▶ [What the exercise asks] Return the line containing "at the crumpled" and all lines after it exactly; stop at the end of the material.

• • •

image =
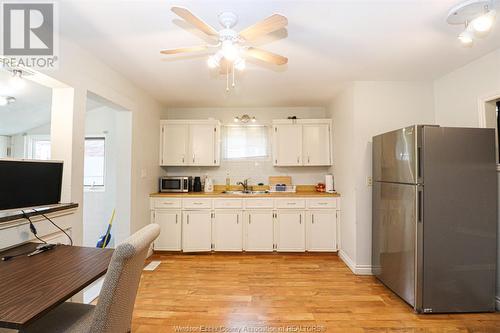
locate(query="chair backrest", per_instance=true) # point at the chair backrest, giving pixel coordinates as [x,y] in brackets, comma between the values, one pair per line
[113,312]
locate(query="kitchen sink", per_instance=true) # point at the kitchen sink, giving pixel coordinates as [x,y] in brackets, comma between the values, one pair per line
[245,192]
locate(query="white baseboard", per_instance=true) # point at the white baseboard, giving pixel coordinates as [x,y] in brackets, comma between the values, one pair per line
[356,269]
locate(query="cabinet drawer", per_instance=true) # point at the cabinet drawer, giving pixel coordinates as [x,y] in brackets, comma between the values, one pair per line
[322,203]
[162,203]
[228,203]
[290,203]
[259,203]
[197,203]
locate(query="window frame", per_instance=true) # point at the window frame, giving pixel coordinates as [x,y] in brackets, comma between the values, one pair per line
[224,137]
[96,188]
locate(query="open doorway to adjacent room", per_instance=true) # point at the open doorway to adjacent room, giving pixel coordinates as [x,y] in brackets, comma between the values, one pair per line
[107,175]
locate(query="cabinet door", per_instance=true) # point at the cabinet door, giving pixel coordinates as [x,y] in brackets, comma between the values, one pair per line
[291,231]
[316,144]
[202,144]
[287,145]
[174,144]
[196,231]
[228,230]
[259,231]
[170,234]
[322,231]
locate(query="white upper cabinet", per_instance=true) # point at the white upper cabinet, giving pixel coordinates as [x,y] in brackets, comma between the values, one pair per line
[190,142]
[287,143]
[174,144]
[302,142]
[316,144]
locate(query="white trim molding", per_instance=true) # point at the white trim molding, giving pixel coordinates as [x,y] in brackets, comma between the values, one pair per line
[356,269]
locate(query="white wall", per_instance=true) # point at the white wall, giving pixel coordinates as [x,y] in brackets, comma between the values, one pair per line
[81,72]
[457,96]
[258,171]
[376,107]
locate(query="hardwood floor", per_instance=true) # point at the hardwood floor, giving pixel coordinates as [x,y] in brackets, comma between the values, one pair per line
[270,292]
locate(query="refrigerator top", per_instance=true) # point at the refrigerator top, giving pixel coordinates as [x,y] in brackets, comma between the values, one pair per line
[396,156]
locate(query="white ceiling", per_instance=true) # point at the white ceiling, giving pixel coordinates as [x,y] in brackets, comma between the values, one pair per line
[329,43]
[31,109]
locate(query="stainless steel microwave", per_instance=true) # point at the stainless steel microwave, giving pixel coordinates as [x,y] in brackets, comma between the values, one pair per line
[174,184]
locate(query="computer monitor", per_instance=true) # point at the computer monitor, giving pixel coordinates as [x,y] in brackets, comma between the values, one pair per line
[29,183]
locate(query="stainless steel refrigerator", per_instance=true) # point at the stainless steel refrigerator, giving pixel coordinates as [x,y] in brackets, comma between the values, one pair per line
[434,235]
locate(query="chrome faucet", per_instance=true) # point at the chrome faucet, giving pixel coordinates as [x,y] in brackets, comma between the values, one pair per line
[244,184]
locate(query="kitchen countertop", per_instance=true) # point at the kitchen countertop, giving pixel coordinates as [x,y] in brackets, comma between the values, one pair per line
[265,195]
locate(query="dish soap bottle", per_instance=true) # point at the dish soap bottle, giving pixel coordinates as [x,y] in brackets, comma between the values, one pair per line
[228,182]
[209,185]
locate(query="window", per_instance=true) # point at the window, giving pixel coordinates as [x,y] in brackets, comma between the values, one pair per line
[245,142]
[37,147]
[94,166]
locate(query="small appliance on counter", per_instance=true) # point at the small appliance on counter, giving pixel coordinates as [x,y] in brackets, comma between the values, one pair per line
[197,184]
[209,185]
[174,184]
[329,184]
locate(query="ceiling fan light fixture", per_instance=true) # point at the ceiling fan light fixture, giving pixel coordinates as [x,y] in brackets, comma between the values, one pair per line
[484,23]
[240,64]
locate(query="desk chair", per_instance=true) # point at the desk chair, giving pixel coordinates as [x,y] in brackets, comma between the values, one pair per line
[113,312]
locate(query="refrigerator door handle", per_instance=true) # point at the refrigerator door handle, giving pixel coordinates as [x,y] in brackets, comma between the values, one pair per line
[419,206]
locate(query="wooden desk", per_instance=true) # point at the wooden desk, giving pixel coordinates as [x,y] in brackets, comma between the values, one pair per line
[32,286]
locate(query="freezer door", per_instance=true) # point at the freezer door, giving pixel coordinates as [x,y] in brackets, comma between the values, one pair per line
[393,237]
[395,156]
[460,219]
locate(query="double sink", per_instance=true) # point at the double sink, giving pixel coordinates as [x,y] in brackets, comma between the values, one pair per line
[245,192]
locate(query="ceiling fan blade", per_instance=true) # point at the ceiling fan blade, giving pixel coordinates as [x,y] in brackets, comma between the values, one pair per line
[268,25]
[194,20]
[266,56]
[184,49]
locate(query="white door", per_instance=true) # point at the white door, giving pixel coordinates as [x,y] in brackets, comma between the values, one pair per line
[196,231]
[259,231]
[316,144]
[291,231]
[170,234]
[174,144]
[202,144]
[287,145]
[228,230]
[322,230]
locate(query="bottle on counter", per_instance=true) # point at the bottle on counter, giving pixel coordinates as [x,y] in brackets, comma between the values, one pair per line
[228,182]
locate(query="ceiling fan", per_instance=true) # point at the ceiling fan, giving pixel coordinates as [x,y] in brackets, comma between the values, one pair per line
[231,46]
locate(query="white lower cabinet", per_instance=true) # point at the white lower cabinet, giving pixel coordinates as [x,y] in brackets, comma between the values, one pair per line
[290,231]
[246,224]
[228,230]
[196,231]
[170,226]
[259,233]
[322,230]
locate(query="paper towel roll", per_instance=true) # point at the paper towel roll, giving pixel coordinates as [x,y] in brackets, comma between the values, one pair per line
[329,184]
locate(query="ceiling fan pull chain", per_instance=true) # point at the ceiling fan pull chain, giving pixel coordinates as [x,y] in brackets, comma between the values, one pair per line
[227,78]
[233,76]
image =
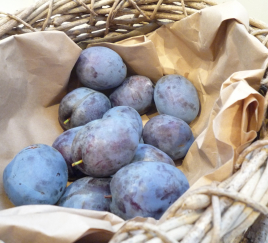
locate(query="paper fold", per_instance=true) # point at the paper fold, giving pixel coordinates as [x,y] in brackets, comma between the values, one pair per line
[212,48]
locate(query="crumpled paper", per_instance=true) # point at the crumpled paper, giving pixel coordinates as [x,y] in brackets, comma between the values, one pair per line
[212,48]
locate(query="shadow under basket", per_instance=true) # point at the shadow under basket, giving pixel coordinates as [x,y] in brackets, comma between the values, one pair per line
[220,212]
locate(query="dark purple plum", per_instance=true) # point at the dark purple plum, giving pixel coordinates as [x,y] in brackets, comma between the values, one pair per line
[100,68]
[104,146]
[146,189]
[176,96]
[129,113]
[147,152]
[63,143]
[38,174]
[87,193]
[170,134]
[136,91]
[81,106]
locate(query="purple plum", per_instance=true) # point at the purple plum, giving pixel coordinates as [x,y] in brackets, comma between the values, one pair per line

• • •

▶ [Task answer]
locate(query="crumpled paper", per_instance=true) # point at the crumpled paper, giving pixel coordinates as [x,y] in brackets, comma between the values, one pair per line
[212,48]
locate(query="shadow under basket", per_instance=true) # point at the shadow under basket, giving pixel coordinates as [x,y] in brackets, comma between the values, one pair per line
[220,212]
locate(query="dark purple plum", per_instance=true) # point at the dark purple plum, giving pixel coordinates as [x,y] in brackets, comma between the values, one pair per line
[100,68]
[104,146]
[146,189]
[176,96]
[129,113]
[147,152]
[63,143]
[38,174]
[87,193]
[170,134]
[136,91]
[81,106]
locate(query="purple plum", per_instance=true) # point at the purple plum, giving pixel coordinates as [x,y] in brackets, comma between the values, one pair per line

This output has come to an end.